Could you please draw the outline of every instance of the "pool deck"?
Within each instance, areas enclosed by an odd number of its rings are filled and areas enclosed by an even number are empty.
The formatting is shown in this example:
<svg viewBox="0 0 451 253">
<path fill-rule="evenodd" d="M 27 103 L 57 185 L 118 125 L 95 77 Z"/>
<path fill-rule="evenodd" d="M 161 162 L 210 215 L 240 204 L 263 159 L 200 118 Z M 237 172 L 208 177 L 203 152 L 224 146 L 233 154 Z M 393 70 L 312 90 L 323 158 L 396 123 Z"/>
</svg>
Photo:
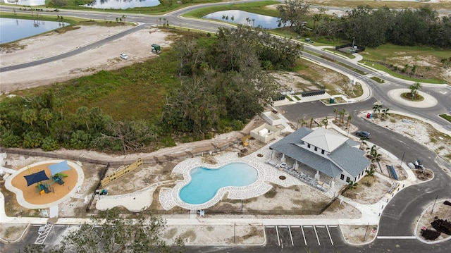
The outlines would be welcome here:
<svg viewBox="0 0 451 253">
<path fill-rule="evenodd" d="M 177 185 L 173 188 L 163 187 L 161 189 L 159 195 L 160 204 L 166 210 L 169 210 L 176 206 L 190 210 L 199 210 L 215 205 L 223 199 L 226 193 L 228 194 L 227 196 L 228 199 L 245 199 L 265 194 L 272 188 L 270 183 L 275 183 L 285 187 L 305 185 L 294 176 L 278 170 L 274 166 L 266 162 L 271 157 L 270 144 L 267 144 L 257 152 L 241 158 L 238 157 L 238 154 L 236 152 L 216 155 L 214 158 L 218 162 L 217 164 L 204 163 L 202 157 L 195 157 L 179 163 L 173 168 L 173 174 L 181 174 L 184 179 L 178 180 Z M 259 157 L 259 154 L 263 154 L 263 156 Z M 191 204 L 183 202 L 180 198 L 178 193 L 180 189 L 191 180 L 190 171 L 192 168 L 199 166 L 217 168 L 230 163 L 245 163 L 251 166 L 257 171 L 257 180 L 247 186 L 222 187 L 218 190 L 216 195 L 211 199 L 203 204 Z M 285 179 L 280 179 L 279 176 L 280 175 L 284 175 Z M 337 186 L 341 187 L 341 185 Z M 335 193 L 334 190 L 335 189 L 330 189 L 327 192 L 319 192 L 326 194 L 328 197 L 332 197 Z"/>
</svg>

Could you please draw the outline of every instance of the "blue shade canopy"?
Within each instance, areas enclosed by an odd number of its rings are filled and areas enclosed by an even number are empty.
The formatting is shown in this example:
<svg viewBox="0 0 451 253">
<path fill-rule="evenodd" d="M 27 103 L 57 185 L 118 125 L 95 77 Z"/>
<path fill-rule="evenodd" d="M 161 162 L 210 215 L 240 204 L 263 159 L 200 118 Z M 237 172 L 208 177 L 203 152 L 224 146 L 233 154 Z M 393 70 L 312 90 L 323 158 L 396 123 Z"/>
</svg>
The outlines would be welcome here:
<svg viewBox="0 0 451 253">
<path fill-rule="evenodd" d="M 27 186 L 49 179 L 49 177 L 45 174 L 44 171 L 41 171 L 31 175 L 24 175 L 23 177 L 25 178 L 25 180 L 27 180 Z"/>
<path fill-rule="evenodd" d="M 61 163 L 49 165 L 47 167 L 50 169 L 50 173 L 51 175 L 55 174 L 58 174 L 63 171 L 68 171 L 70 169 L 70 167 L 68 165 L 67 161 L 63 161 Z"/>
</svg>

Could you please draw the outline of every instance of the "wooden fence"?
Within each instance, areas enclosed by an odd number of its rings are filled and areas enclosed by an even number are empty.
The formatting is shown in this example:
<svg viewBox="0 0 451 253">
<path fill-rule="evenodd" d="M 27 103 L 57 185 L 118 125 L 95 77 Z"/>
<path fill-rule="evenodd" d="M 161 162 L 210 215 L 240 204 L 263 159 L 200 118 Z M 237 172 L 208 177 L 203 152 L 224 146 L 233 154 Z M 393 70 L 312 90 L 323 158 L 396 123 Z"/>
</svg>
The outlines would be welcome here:
<svg viewBox="0 0 451 253">
<path fill-rule="evenodd" d="M 136 160 L 136 161 L 134 162 L 133 163 L 128 165 L 124 168 L 119 170 L 118 171 L 116 171 L 113 174 L 107 177 L 105 177 L 105 178 L 102 179 L 101 181 L 100 181 L 101 187 L 104 187 L 105 185 L 122 177 L 123 175 L 128 173 L 129 172 L 135 170 L 135 168 L 141 167 L 142 166 L 142 159 L 140 158 L 137 160 Z"/>
</svg>

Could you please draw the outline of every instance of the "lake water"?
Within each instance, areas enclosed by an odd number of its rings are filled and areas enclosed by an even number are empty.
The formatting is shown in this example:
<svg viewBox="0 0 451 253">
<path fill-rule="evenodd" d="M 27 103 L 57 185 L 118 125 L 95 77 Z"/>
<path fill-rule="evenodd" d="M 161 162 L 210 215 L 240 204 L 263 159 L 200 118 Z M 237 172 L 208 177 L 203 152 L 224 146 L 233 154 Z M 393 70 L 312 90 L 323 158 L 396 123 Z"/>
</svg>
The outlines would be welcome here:
<svg viewBox="0 0 451 253">
<path fill-rule="evenodd" d="M 220 168 L 197 167 L 190 171 L 191 181 L 180 189 L 180 199 L 188 204 L 202 204 L 211 199 L 218 190 L 227 186 L 242 187 L 259 178 L 255 168 L 247 163 L 228 163 Z"/>
<path fill-rule="evenodd" d="M 228 16 L 228 19 L 223 19 L 223 17 Z M 232 17 L 233 17 L 233 18 L 232 18 Z M 260 26 L 266 29 L 278 27 L 277 23 L 278 18 L 239 10 L 216 11 L 204 16 L 202 18 L 235 23 L 236 24 L 247 25 L 253 27 Z"/>
<path fill-rule="evenodd" d="M 45 5 L 45 0 L 19 0 L 17 3 L 16 0 L 3 0 L 5 4 L 16 4 L 18 6 L 36 6 L 38 5 Z"/>
<path fill-rule="evenodd" d="M 97 0 L 85 5 L 93 8 L 116 8 L 125 10 L 129 8 L 152 7 L 160 4 L 159 0 Z"/>
<path fill-rule="evenodd" d="M 63 22 L 0 18 L 0 44 L 37 35 L 68 25 Z"/>
</svg>

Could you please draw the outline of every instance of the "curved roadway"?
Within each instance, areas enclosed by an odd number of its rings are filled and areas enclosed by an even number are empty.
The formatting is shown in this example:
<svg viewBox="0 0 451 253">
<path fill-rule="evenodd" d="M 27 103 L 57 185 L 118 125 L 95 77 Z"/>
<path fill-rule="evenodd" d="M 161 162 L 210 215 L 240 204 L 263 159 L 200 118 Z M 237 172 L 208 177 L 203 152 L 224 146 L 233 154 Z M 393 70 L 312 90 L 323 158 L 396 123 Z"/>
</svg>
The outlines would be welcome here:
<svg viewBox="0 0 451 253">
<path fill-rule="evenodd" d="M 244 1 L 249 1 L 237 2 Z M 82 47 L 59 56 L 34 62 L 4 67 L 0 68 L 0 72 L 27 68 L 75 55 L 81 51 L 99 47 L 102 44 L 106 43 L 110 40 L 116 39 L 119 37 L 134 32 L 137 30 L 144 28 L 145 26 L 156 25 L 158 23 L 159 18 L 166 18 L 168 23 L 173 25 L 202 30 L 209 32 L 216 32 L 220 26 L 223 27 L 231 25 L 219 22 L 183 18 L 180 18 L 180 15 L 202 7 L 229 4 L 230 3 L 216 3 L 203 4 L 201 6 L 193 6 L 163 16 L 152 16 L 144 15 L 128 15 L 128 20 L 139 23 L 145 23 L 146 25 L 138 25 L 129 30 L 113 35 L 109 38 L 106 38 L 94 44 Z M 0 11 L 6 11 L 7 9 L 8 9 L 8 8 L 4 6 L 0 6 Z M 449 11 L 447 11 L 449 12 Z M 62 11 L 60 13 L 55 13 L 54 15 L 57 14 L 63 16 L 73 16 L 85 18 L 102 19 L 103 18 L 103 19 L 106 20 L 115 20 L 116 17 L 121 16 L 118 13 L 111 14 L 94 11 Z M 378 76 L 380 78 L 385 80 L 386 82 L 385 84 L 378 84 L 367 77 L 357 74 L 349 68 L 345 68 L 340 65 L 335 64 L 323 58 L 316 56 L 308 54 L 307 52 L 304 52 L 303 54 L 304 57 L 311 58 L 326 65 L 332 66 L 334 68 L 338 70 L 340 72 L 347 74 L 349 76 L 355 75 L 356 78 L 360 80 L 360 82 L 366 83 L 371 87 L 373 97 L 376 97 L 378 101 L 383 101 L 384 105 L 388 106 L 391 109 L 395 109 L 397 111 L 417 115 L 439 125 L 444 125 L 447 124 L 447 121 L 438 118 L 437 114 L 451 111 L 451 99 L 449 99 L 449 94 L 451 93 L 451 89 L 449 87 L 441 86 L 434 88 L 428 85 L 428 87 L 425 87 L 422 89 L 422 91 L 433 95 L 438 99 L 438 103 L 435 106 L 428 109 L 401 106 L 387 95 L 387 92 L 393 88 L 407 87 L 409 85 L 408 82 L 400 80 L 390 76 L 382 75 L 378 71 L 371 70 L 369 68 L 360 66 L 358 64 L 353 63 L 352 62 L 342 59 L 340 57 L 334 57 L 332 54 L 326 52 L 314 47 L 309 47 L 309 45 L 305 47 L 305 48 L 316 54 L 327 55 L 329 58 L 333 57 L 335 61 L 350 66 L 352 68 L 359 69 L 369 75 Z M 341 108 L 345 108 L 348 112 L 352 113 L 353 114 L 354 124 L 357 127 L 363 128 L 371 131 L 372 132 L 377 133 L 378 138 L 373 138 L 371 140 L 371 141 L 376 144 L 380 147 L 384 147 L 385 149 L 388 150 L 397 157 L 402 157 L 404 156 L 404 162 L 413 161 L 415 159 L 421 157 L 424 159 L 424 163 L 426 166 L 428 168 L 431 169 L 435 173 L 435 178 L 433 180 L 411 186 L 401 190 L 389 202 L 381 216 L 380 228 L 378 234 L 378 236 L 412 236 L 414 233 L 414 229 L 413 226 L 415 225 L 416 220 L 418 220 L 418 218 L 424 209 L 431 204 L 436 197 L 438 197 L 439 199 L 440 198 L 450 198 L 451 193 L 450 177 L 444 170 L 446 169 L 445 168 L 448 170 L 451 168 L 450 164 L 446 163 L 444 161 L 438 157 L 433 152 L 428 150 L 417 142 L 398 133 L 387 130 L 380 126 L 374 125 L 368 123 L 366 121 L 359 118 L 359 116 L 357 115 L 357 113 L 362 109 L 372 108 L 375 101 L 376 101 L 375 99 L 370 98 L 369 99 L 362 102 L 352 104 L 338 105 L 337 107 L 340 109 L 341 109 Z M 318 115 L 333 115 L 333 112 L 331 111 L 333 109 L 330 107 L 320 106 L 319 103 L 319 102 L 311 102 L 292 104 L 280 106 L 280 109 L 284 111 L 287 118 L 290 121 L 295 122 L 297 121 L 298 118 L 303 116 L 309 118 L 311 116 L 316 116 Z M 304 114 L 299 114 L 299 111 L 303 111 L 304 113 Z M 447 123 L 447 124 L 449 124 L 449 123 Z M 447 127 L 447 125 L 445 125 L 445 127 Z M 440 164 L 441 167 L 439 166 L 438 164 Z M 335 250 L 347 252 L 357 252 L 362 251 L 391 251 L 396 252 L 426 252 L 433 251 L 434 252 L 447 252 L 450 248 L 451 241 L 430 245 L 422 243 L 416 240 L 385 239 L 376 240 L 373 242 L 364 246 L 338 246 L 335 248 Z M 280 249 L 278 247 L 273 247 L 270 246 L 252 247 L 188 247 L 187 249 L 188 252 L 222 252 L 230 251 L 240 252 L 299 252 L 299 249 Z M 330 249 L 328 249 L 330 250 Z M 328 251 L 327 249 L 323 249 L 319 252 L 326 252 Z"/>
</svg>

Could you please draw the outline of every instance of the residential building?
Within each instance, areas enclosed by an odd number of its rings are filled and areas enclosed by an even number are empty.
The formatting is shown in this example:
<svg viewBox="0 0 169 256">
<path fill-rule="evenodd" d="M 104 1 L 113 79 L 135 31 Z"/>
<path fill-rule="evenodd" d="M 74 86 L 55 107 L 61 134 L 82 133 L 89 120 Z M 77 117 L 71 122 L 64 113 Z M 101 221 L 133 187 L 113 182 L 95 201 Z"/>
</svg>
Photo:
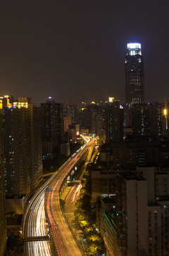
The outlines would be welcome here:
<svg viewBox="0 0 169 256">
<path fill-rule="evenodd" d="M 127 43 L 125 57 L 126 103 L 144 102 L 144 62 L 141 43 Z"/>
</svg>

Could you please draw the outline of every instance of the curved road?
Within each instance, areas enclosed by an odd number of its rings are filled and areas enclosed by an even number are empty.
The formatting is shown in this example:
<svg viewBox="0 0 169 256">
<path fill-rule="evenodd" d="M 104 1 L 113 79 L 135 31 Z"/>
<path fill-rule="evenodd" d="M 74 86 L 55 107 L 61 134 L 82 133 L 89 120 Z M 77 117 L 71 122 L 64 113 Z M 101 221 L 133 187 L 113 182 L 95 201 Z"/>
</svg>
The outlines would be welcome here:
<svg viewBox="0 0 169 256">
<path fill-rule="evenodd" d="M 52 255 L 49 241 L 42 240 L 44 238 L 45 239 L 49 235 L 49 227 L 46 222 L 44 207 L 45 193 L 47 193 L 49 224 L 52 230 L 52 237 L 58 255 L 72 255 L 72 253 L 74 255 L 83 255 L 78 249 L 61 210 L 59 190 L 66 175 L 91 143 L 88 139 L 74 156 L 71 156 L 32 198 L 24 214 L 23 222 L 23 239 L 30 238 L 29 242 L 24 243 L 25 255 L 49 256 Z M 45 192 L 47 188 L 52 188 L 52 192 Z M 42 239 L 37 237 L 42 237 Z M 37 238 L 40 241 L 37 241 Z"/>
</svg>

## Task goal
Pick out each line of the listing that contains the word "Could" and copy those lines in full.

## Task output
Could you please draw the outline of every instance of the "pool deck"?
Could you please draw the outline of every instance of the "blue shade canopy"?
Could you please draw the outline of every instance of the "wooden fence"?
Could you please draw the outline of every instance of the "lake water"?
Could you please draw the outline of every instance of the "curved roadway"?
Could you please draw the outline of every instance of the residential building?
Could you please draw the outline of every instance of the curved road?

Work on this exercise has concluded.